▸ Desafío A
Seleccione y transcriba cada línea del listado que contenga la cadena "coastal". Se distinguen mayúsculas de minúsculas.

▸ Fragmento seleccionado
Desde lo alto del cielo guía mis pasos sobre la tierra. Dame una escolta
que pueda, en caso necesario, secundar mis propósitos y defenderme.
Cuando me presente delante de la ermita del anacoreta, has de suerte que
una ligera brisa se levante de las espesuras que la avecinan. Has que Vayú,
el dios de los vientos, alce insidiosamente los pliegues de mi túnica en
tanto que Kama, dios del amor murmure a los oídos del solitario palabras
tentadoras." Tras estas seguridades, Menaka se baña el
cuerpo, perfumándolo con ungüento de las deidades, corta flores de los
jardines del Paraíso para hacer con ellas una guirnalda y baja a la
tierra en el carro de Indra, que conduce Matali, auriga del dios. Era un atardecer perfumado y era la
primavera. Entre las voces de los pájaros distinguíase clara la del
kokila, el ruiseñor de aquellas tierras de sol. El asceta, indiferente a
la estación y a sus encantos, sentado, con las piernas cruzadas, ante la
entrada de su gruta, meditaba en abstracción profunda. Bailaba Menaka delante de Visvamitra, pero
el asceta no miraba a la apsara. Entonces Kama dijo al oído del santo: "-¡Fíjate en esa desvergonzada que
pretende seducirte! Tú la puedes contemplar sin miedo. ¿No es tu virtud
fuerte como las rocas?" El asceta decidió soportar, entonces, ese
desafío y miró a la apsara; en ese momento, Vayú, el viento comenzó a
levantar la túnica de Menaka, que ésta simuló una y otra vez tratar de
bajar, como si sintiese un pudor que la hacía más atrayente. Esas formas
semiveladas, esa belleza sobrenatural, ese baile ideado sólo para deleite
de los dioses del Paraíso de Indra hicieron primero que el asceta no
pudiera ya desviar los ojos, luego que interrumpiera sus oraciones y que
al fin cayera vencido por una pasión humana que creía ya muerta en él;
el anacoreta tomó a Menaka, a la que el viento había, al fin, arrebatado
la túnica y la colocó en su lecho, testigo de antiguas austeridades. Hija de esta pasión fue Sakúntala. La
apsara abandonó al solitario y luego, a orillas del Malini, dio a luz a
esa niña. Protegida por los buitres (o sakúntas) fue luego recogida y
educada por el anacoreta Kanwa. Creció ella en la ermita de éste,
hermosa como las flores estrelladas que se abren en los cálidos pantanos
del Ganges, de aguas cubiertas de verdor ondulado. Pero ocurrió que el rey Duchmanta, andando
el tiempo pasó cerca del lugar donde había crecido Sakúntala, ahora
adolescente. Iba de cacería
con su corte y vió a la hija del anacoreta y de la apsara. Enamorado
inmediatamente de ella, confió esos sentimientos a su bufón, Mandhava,
el cual le incitó a apoderarse de la belleza de la muchacha. Así, el
monarca residió algún tiempo en las cercanías de la ermita, pretextando
estar retenido por los placeres de la caza. Llegó entonces el mes de
Vesakha, la época de los calores; Sakúntala, enferma también de
melancolía, pues igualmente se había enamorado del monarca, había ido,
acompañada de dos amigas que la abanicaban con hojas de loto, a buscar la
sombra de los bambúes a orillas del Malini. Allí confesó a sus compañeras
el amor que también sentía por el rey y exclamó luego: "-¡Oh, Kama, esquivo dios del amor,
cuyas armas son las flores! ¿Por qué te muestras tan arisco conmigo? ¿Por
qué haces sufrir a quien con tantos sacrificios ha procurado aumentar tu
gloria?" El rey había estando acechando a las jóvenes
entre los cañaverales y al escuchar la confesión de Sakúntala apareció
ante ellas. Las amigas, llenas de tácita discreción, se retiraron.

▸ Listado extraído
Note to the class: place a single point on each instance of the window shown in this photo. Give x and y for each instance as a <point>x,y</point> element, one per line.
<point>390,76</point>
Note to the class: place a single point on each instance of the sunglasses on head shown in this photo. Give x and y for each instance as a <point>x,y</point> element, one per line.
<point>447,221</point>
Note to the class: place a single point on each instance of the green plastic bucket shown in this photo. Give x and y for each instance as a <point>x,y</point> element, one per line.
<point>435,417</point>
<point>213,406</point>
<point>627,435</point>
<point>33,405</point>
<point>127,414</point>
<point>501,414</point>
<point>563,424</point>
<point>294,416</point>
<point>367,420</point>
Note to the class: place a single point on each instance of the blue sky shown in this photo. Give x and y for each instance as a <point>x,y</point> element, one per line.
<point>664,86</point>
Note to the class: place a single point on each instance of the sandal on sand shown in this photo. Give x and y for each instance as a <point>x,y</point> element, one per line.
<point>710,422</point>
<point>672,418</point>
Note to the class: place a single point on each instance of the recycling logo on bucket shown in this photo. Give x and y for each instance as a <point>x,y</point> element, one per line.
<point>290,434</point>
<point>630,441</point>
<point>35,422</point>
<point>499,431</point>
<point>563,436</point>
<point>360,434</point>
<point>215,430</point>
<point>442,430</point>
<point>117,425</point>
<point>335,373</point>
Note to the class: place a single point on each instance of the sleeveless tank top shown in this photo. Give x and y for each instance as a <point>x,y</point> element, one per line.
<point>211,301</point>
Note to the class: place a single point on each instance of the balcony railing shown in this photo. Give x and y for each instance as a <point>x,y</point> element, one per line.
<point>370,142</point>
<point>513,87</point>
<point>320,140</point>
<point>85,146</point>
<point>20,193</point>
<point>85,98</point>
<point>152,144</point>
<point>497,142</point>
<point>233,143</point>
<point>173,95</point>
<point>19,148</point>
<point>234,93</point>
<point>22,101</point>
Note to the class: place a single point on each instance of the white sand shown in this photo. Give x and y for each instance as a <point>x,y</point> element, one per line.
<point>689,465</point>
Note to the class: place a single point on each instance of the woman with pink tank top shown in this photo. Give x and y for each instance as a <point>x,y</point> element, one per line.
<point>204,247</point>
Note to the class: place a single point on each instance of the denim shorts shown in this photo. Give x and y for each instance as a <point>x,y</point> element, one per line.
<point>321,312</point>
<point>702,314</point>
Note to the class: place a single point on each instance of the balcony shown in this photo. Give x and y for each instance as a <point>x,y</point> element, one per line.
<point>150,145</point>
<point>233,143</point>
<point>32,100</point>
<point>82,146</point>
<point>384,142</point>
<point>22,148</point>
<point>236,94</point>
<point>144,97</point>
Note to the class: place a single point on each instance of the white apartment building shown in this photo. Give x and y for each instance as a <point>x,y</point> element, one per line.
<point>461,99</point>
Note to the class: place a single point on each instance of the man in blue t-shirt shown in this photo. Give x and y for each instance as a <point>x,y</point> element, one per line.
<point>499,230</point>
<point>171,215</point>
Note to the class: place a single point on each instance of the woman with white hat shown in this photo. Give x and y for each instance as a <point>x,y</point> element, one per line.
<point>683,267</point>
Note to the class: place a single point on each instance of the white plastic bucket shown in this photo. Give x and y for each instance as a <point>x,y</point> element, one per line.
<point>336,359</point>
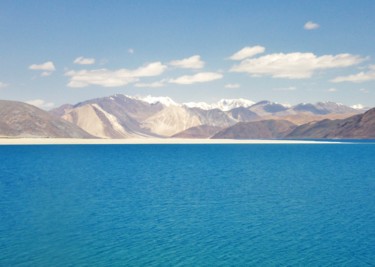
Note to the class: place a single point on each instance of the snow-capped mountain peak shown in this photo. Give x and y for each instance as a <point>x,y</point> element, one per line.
<point>228,104</point>
<point>164,100</point>
<point>201,105</point>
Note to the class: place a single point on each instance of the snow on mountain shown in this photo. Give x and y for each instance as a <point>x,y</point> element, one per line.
<point>358,106</point>
<point>223,104</point>
<point>165,100</point>
<point>228,104</point>
<point>201,105</point>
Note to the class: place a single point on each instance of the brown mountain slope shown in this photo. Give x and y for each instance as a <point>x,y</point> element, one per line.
<point>23,120</point>
<point>258,129</point>
<point>360,126</point>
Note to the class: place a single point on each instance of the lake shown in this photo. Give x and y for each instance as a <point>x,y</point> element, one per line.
<point>187,205</point>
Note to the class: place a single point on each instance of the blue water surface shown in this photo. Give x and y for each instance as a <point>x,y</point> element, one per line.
<point>187,205</point>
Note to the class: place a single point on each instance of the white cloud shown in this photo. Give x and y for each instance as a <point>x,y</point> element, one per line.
<point>332,90</point>
<point>46,66</point>
<point>84,61</point>
<point>3,85</point>
<point>358,106</point>
<point>197,78</point>
<point>116,78</point>
<point>40,103</point>
<point>247,52</point>
<point>193,62</point>
<point>311,25</point>
<point>232,85</point>
<point>290,88</point>
<point>157,84</point>
<point>294,65</point>
<point>360,77</point>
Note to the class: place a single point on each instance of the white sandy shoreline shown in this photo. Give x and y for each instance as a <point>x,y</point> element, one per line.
<point>145,141</point>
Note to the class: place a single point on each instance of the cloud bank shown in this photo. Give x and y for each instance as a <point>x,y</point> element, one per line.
<point>113,78</point>
<point>311,26</point>
<point>294,65</point>
<point>193,62</point>
<point>197,78</point>
<point>84,61</point>
<point>360,77</point>
<point>247,52</point>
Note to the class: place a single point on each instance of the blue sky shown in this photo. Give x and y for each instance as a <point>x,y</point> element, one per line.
<point>56,52</point>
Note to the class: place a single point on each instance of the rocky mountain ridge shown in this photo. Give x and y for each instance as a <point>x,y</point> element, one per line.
<point>122,116</point>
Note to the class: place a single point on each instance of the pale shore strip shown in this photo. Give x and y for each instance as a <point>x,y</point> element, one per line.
<point>146,141</point>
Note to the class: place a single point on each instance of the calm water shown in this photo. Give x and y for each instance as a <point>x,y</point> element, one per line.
<point>187,205</point>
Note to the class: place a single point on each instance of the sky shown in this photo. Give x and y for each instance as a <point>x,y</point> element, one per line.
<point>57,52</point>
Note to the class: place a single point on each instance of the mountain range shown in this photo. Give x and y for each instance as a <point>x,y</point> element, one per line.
<point>122,116</point>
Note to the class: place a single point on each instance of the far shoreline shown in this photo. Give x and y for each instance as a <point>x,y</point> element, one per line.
<point>150,141</point>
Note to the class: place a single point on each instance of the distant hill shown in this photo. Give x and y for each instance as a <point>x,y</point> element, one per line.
<point>19,119</point>
<point>267,129</point>
<point>121,116</point>
<point>360,126</point>
<point>203,131</point>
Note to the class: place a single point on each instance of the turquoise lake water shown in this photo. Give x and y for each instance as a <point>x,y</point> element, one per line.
<point>187,205</point>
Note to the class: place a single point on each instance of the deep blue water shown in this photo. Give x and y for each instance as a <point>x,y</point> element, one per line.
<point>187,205</point>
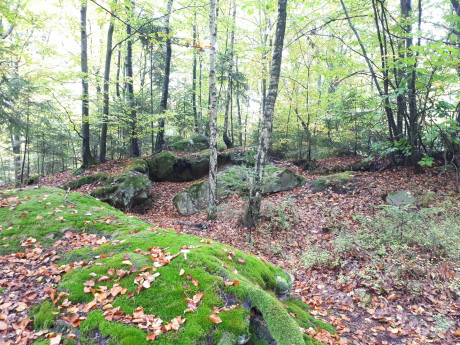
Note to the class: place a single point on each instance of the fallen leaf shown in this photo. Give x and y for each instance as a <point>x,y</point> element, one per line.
<point>215,319</point>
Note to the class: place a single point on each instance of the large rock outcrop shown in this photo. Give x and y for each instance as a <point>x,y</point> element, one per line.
<point>234,179</point>
<point>167,167</point>
<point>125,191</point>
<point>195,143</point>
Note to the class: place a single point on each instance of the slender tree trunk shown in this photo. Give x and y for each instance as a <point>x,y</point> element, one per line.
<point>152,141</point>
<point>87,158</point>
<point>251,215</point>
<point>105,110</point>
<point>194,81</point>
<point>165,89</point>
<point>16,145</point>
<point>228,142</point>
<point>117,84</point>
<point>238,105</point>
<point>212,211</point>
<point>389,112</point>
<point>26,145</point>
<point>134,143</point>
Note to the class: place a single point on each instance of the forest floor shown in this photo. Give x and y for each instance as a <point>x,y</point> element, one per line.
<point>403,294</point>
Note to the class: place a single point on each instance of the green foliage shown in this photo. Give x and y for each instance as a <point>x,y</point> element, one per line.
<point>31,180</point>
<point>426,161</point>
<point>98,177</point>
<point>195,143</point>
<point>166,297</point>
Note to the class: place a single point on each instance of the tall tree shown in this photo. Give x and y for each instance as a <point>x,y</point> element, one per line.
<point>134,142</point>
<point>105,110</point>
<point>87,158</point>
<point>227,140</point>
<point>252,212</point>
<point>212,210</point>
<point>194,81</point>
<point>165,89</point>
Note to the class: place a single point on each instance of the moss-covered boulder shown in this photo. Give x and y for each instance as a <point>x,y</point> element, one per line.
<point>231,180</point>
<point>126,190</point>
<point>161,166</point>
<point>98,177</point>
<point>195,143</point>
<point>143,283</point>
<point>339,183</point>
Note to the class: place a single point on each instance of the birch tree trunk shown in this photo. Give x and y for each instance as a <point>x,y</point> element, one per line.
<point>251,215</point>
<point>194,81</point>
<point>212,211</point>
<point>134,144</point>
<point>165,88</point>
<point>227,140</point>
<point>87,158</point>
<point>105,110</point>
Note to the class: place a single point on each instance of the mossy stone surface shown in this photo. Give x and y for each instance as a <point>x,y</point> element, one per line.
<point>127,190</point>
<point>206,262</point>
<point>161,166</point>
<point>98,177</point>
<point>234,179</point>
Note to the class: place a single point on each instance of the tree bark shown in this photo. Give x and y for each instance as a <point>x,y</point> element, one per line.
<point>392,128</point>
<point>105,110</point>
<point>194,81</point>
<point>227,140</point>
<point>165,88</point>
<point>238,105</point>
<point>87,158</point>
<point>212,210</point>
<point>134,143</point>
<point>252,212</point>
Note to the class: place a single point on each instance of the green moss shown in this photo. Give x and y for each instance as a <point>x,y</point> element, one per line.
<point>39,202</point>
<point>43,316</point>
<point>338,182</point>
<point>103,191</point>
<point>98,177</point>
<point>208,263</point>
<point>78,171</point>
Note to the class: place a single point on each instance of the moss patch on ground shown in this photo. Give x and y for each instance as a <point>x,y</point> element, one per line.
<point>207,268</point>
<point>98,177</point>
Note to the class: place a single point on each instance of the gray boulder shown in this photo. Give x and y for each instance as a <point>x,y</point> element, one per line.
<point>195,143</point>
<point>127,190</point>
<point>401,198</point>
<point>168,167</point>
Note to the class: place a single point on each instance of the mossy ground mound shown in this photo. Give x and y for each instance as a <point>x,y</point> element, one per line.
<point>207,268</point>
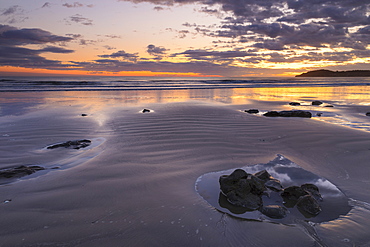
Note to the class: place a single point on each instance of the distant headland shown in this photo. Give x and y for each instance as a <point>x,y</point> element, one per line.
<point>329,73</point>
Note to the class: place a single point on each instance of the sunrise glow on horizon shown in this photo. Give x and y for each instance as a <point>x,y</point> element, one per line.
<point>191,38</point>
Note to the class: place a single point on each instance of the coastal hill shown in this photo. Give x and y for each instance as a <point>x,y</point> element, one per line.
<point>329,73</point>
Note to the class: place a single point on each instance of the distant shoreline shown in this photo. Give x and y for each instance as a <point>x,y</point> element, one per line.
<point>329,73</point>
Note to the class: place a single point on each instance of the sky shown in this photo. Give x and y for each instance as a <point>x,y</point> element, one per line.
<point>228,38</point>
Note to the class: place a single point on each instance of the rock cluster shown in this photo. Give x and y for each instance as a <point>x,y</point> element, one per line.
<point>77,144</point>
<point>19,171</point>
<point>297,113</point>
<point>246,190</point>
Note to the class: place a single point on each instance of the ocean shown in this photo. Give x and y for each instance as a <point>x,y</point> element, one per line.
<point>151,178</point>
<point>147,83</point>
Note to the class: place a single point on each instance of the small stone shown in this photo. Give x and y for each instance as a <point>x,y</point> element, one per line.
<point>274,185</point>
<point>297,113</point>
<point>19,171</point>
<point>77,144</point>
<point>274,211</point>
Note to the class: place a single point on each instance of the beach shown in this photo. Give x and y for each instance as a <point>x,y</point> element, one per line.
<point>135,185</point>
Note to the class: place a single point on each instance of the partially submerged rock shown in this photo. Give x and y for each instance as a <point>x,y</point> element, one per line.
<point>77,144</point>
<point>306,198</point>
<point>296,113</point>
<point>274,211</point>
<point>19,171</point>
<point>252,111</point>
<point>242,189</point>
<point>308,205</point>
<point>246,190</point>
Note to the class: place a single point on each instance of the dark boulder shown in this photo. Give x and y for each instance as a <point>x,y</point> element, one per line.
<point>308,205</point>
<point>249,201</point>
<point>77,144</point>
<point>252,111</point>
<point>274,211</point>
<point>297,113</point>
<point>242,189</point>
<point>19,171</point>
<point>293,193</point>
<point>313,190</point>
<point>316,102</point>
<point>274,185</point>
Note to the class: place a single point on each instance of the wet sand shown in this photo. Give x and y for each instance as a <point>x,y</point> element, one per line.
<point>136,185</point>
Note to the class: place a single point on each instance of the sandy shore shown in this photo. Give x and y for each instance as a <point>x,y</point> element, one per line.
<point>136,185</point>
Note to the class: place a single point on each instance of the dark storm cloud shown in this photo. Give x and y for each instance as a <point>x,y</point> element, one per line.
<point>28,58</point>
<point>46,5</point>
<point>80,20</point>
<point>122,54</point>
<point>279,24</point>
<point>13,55</point>
<point>13,36</point>
<point>156,50</point>
<point>215,55</point>
<point>11,10</point>
<point>202,67</point>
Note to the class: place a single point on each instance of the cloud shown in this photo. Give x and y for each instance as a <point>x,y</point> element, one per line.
<point>11,54</point>
<point>77,18</point>
<point>13,14</point>
<point>122,54</point>
<point>280,24</point>
<point>76,5</point>
<point>46,5</point>
<point>157,51</point>
<point>13,36</point>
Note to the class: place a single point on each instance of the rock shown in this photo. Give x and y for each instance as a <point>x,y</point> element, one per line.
<point>316,102</point>
<point>274,211</point>
<point>242,189</point>
<point>249,201</point>
<point>252,111</point>
<point>274,185</point>
<point>19,171</point>
<point>293,193</point>
<point>313,190</point>
<point>297,113</point>
<point>77,144</point>
<point>308,204</point>
<point>264,175</point>
<point>230,182</point>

▸ Desafío B
Según el fragmento seleccionado, ¿quién recogió y educó a Sakúntala?

▸ Respuesta solicitada A
Note to the class: place a single point on each instance of the coastal hill shown in this photo. Give x and y for each instance as a <point>x,y</point> element, one per line.

▸ Respuesta solicitada B
El anacoreta Kanwa.